-- Begin TEXT BLOCK --
International Year-End Planning Considerations for Taxpayers

Continuing Global Impact from Recent Legislation and Regulations

U.S. corporations are generally subject to current taxation of the income earned by its foreign subsidiaries at a 10.5% tax rate (the “GILTI” tax regime)under the TCJA. Individuals are subject to tax on such income at their ordinary marginal tax rate. U.S. corporations are allowed a deduction against sales of goods or services produced in the U.S. to non-U.S. end users (the “FDII” deduction) –resulting in an effective tax rate of 13.125% on such income. This deduction is generally not available to individuals.

The Inflation Reduction Act, which was signed into law on August 16, 2022, authorized spending on green energy and climate change initiatives. The Act anticipates funding this spending through a corporate alternative minimum tax (CAMT), other taxes (e.g., the 1% stock buyback excise tax), and increased IRS enforcement. The Act did not contain any material provisions impacting the taxation of cross-border transactions.
-- End TEXT BLOCK --
WORK TO DO:
• 1. According to the tax planning text, on what date was the Inflation Reduction Act signed into law?
• 2. Repeat the tax planning text word for word, everything from "U.S. corporations are generally" down to "available to individuals.".
• 3. Based on the tax planning text, answer yes or no to each statement and quote the words that decide it: (a) Individuals can generally take the FDII deduction. (b) The Inflation Reduction Act counts on a 1% stock buyback excise tax as one source of funding. (c) U.S. corporations face a 13.125% rate under the GILTI tax regime.
The data after this point is separate material, apart from the tax planning text.
-- Begin DATASET ENTRIES --
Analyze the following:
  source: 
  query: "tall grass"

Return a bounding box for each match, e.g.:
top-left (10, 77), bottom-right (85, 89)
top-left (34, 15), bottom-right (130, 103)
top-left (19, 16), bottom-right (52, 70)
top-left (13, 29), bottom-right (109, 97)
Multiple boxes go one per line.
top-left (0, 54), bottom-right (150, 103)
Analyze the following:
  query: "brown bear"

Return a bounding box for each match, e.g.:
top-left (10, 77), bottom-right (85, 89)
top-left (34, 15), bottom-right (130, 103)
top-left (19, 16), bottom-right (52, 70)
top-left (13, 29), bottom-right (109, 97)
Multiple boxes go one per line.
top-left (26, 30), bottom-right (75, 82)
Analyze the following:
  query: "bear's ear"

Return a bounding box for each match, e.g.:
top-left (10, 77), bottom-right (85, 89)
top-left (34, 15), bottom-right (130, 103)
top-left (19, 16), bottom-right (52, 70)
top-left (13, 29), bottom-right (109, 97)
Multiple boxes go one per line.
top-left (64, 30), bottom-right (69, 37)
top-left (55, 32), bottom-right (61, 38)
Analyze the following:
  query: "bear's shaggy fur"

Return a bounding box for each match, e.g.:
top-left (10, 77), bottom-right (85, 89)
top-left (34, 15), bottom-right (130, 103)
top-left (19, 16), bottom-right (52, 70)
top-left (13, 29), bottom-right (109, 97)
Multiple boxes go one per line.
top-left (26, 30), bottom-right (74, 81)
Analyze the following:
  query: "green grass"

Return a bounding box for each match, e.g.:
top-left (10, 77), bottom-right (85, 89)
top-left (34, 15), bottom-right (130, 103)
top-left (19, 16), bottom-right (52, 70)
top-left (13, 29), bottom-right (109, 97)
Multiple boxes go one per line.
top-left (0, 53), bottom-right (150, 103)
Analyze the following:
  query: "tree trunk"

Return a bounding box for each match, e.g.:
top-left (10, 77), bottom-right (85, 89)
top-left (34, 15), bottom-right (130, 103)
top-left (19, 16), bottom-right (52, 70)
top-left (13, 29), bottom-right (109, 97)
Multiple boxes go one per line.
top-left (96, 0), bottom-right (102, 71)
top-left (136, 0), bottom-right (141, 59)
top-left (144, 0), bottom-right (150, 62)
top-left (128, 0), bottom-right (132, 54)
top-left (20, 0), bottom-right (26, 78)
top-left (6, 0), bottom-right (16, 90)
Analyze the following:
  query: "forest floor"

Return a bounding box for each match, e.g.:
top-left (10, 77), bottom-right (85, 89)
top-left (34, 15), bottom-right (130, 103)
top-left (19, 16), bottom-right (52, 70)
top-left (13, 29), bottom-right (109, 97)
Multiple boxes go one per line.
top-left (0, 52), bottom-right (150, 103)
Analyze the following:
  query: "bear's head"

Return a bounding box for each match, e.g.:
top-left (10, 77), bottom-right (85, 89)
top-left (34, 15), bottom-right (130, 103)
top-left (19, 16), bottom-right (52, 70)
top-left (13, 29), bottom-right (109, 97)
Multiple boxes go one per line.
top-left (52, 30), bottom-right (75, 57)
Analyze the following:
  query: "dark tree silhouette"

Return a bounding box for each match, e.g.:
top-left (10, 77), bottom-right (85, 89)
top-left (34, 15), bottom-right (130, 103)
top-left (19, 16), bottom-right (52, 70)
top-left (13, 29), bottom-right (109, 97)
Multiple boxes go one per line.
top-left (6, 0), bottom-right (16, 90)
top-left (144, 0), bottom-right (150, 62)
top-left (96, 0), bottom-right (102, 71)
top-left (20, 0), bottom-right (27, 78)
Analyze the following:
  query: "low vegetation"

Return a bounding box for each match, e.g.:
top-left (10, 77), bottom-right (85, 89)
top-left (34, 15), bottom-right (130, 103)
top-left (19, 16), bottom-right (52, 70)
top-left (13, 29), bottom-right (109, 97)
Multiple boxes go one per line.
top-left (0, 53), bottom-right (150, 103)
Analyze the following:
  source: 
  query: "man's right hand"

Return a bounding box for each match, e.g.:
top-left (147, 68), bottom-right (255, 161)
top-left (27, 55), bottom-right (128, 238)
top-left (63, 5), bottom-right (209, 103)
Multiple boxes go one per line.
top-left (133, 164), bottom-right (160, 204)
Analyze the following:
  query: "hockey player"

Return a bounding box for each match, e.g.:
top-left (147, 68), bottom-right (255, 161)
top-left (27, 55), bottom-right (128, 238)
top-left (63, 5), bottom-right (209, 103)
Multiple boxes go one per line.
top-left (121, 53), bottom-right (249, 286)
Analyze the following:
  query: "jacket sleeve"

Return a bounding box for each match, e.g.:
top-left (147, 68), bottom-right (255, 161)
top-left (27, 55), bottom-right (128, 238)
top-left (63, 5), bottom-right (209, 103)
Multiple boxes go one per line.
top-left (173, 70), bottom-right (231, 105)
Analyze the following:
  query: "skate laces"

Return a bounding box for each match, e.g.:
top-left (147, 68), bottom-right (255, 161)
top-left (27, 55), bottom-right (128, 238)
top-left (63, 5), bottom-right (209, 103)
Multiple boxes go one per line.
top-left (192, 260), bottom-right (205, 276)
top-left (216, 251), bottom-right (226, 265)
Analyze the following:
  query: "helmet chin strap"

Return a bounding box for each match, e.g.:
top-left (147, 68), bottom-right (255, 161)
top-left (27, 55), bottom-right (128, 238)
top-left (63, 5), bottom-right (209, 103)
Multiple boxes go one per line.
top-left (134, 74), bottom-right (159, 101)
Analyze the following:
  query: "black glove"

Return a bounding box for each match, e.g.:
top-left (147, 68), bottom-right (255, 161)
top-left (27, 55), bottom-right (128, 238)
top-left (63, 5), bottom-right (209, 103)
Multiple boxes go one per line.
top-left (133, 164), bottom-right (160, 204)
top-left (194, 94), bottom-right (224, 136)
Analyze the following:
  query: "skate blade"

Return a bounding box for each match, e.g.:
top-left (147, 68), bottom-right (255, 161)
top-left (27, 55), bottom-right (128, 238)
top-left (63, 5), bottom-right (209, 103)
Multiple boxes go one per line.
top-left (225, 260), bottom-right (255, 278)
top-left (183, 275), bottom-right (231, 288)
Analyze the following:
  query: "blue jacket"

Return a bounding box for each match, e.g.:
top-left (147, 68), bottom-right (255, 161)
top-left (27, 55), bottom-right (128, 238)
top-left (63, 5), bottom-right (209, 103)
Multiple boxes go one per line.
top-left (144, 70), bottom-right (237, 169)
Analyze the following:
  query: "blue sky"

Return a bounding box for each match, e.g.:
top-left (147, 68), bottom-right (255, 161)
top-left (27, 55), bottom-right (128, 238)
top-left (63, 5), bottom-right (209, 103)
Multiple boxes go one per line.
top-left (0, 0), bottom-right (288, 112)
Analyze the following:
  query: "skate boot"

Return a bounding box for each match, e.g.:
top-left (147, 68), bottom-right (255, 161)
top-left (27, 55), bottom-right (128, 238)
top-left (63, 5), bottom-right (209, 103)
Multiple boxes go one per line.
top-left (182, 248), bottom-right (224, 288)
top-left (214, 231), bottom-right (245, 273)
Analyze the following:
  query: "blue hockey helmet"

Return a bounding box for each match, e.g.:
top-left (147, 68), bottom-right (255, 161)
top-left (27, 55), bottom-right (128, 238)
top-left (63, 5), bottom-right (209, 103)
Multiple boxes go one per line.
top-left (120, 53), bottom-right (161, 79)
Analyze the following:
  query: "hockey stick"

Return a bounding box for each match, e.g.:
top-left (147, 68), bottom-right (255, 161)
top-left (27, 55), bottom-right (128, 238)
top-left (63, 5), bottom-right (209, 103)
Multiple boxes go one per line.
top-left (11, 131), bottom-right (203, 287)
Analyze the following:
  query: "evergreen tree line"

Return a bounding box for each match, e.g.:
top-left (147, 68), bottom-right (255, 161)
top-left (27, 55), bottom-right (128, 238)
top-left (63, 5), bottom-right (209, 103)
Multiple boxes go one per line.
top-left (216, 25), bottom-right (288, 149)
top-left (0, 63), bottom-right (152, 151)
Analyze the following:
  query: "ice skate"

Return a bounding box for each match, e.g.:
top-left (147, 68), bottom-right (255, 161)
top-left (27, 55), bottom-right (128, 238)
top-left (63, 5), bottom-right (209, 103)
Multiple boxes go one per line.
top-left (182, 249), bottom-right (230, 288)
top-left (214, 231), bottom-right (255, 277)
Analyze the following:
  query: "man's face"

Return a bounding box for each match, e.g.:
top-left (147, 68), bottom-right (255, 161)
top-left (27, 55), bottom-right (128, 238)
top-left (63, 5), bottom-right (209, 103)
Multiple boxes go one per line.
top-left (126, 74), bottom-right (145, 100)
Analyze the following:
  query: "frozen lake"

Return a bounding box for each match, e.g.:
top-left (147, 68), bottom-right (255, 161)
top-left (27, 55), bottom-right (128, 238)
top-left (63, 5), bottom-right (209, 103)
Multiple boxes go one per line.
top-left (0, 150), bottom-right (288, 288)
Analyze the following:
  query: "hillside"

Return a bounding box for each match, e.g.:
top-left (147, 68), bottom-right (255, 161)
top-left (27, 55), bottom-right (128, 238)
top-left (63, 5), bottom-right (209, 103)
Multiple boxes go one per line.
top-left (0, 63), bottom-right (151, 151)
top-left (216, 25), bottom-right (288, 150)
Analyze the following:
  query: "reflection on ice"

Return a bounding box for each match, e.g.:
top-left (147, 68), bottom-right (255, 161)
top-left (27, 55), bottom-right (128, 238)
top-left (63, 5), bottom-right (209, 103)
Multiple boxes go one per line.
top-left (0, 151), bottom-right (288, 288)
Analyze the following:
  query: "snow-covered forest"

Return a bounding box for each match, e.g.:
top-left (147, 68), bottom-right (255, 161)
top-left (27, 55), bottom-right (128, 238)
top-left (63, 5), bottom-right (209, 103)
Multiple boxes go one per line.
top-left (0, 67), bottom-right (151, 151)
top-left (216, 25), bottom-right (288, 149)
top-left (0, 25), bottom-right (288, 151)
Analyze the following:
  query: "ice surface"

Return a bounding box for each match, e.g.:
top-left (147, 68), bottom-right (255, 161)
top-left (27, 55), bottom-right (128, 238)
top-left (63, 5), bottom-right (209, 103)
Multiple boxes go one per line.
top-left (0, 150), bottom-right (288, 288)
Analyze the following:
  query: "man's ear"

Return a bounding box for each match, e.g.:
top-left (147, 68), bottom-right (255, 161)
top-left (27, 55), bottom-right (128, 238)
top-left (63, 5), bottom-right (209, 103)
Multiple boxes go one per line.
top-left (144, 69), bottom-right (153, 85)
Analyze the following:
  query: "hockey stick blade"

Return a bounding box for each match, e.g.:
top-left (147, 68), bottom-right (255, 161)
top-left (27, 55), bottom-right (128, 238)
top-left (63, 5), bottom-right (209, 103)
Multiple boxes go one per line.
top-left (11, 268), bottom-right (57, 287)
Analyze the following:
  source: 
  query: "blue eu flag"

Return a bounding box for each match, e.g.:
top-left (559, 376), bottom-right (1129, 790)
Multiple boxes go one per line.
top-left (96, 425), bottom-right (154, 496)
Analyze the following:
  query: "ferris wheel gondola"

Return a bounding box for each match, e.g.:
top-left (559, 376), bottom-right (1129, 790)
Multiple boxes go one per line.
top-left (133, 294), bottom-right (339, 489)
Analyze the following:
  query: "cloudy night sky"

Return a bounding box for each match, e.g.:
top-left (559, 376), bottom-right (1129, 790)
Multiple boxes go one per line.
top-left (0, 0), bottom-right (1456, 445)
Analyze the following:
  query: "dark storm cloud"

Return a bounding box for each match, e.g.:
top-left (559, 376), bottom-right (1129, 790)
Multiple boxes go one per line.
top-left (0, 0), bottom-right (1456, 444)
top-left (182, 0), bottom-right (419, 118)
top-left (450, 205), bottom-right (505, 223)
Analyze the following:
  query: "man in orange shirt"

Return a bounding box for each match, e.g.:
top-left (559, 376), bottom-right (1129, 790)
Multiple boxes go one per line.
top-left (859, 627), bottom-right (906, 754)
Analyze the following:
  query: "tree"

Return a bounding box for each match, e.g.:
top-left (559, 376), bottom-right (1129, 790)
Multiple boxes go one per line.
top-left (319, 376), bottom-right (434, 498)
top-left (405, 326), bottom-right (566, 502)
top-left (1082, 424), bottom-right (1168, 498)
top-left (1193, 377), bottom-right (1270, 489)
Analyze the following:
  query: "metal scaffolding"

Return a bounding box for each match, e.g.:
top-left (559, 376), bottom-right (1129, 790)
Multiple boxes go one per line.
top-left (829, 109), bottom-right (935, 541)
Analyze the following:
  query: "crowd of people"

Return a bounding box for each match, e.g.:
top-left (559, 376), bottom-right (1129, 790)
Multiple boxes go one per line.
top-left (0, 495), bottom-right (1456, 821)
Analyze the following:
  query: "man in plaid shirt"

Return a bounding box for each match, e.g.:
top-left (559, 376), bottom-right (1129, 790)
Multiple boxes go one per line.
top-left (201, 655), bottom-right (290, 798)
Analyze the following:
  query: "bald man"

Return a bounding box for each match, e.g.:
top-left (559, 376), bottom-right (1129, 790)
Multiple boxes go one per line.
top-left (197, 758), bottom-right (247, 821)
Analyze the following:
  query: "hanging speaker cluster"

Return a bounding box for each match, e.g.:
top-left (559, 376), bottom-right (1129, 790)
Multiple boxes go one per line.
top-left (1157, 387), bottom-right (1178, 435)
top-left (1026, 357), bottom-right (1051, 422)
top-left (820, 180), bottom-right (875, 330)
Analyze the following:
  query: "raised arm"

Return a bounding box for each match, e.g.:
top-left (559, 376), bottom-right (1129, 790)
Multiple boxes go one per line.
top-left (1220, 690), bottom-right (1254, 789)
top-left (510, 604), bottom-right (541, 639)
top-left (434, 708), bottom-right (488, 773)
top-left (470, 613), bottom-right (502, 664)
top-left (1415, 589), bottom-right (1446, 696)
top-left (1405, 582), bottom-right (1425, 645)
-- End DATASET ENTRIES --
WRITTEN RESPONSES:
• 1. August 16, 2022.

• 2.
U.S. corporations are generally subject to current taxation of the income earned by its foreign subsidiaries at a 10.5% tax rate (the “GILTI” tax regime)under the TCJA. Individuals are subject to tax on such income at their ordinary marginal tax rate. U.S. corporations are allowed a deduction against sales of goods or services produced in the U.S. to non-U.S. end users (the “FDII” deduction) –resulting in an effective tax rate of 13.125% on such income. This deduction is generally not available to individuals.

• 3.
(a) No: "This deduction is generally not available to individuals."
(b) Yes: "other taxes (e.g., the 1% stock buyback excise tax)"
(c) No: "at a 10.5% tax rate (the “GILTI” tax regime)"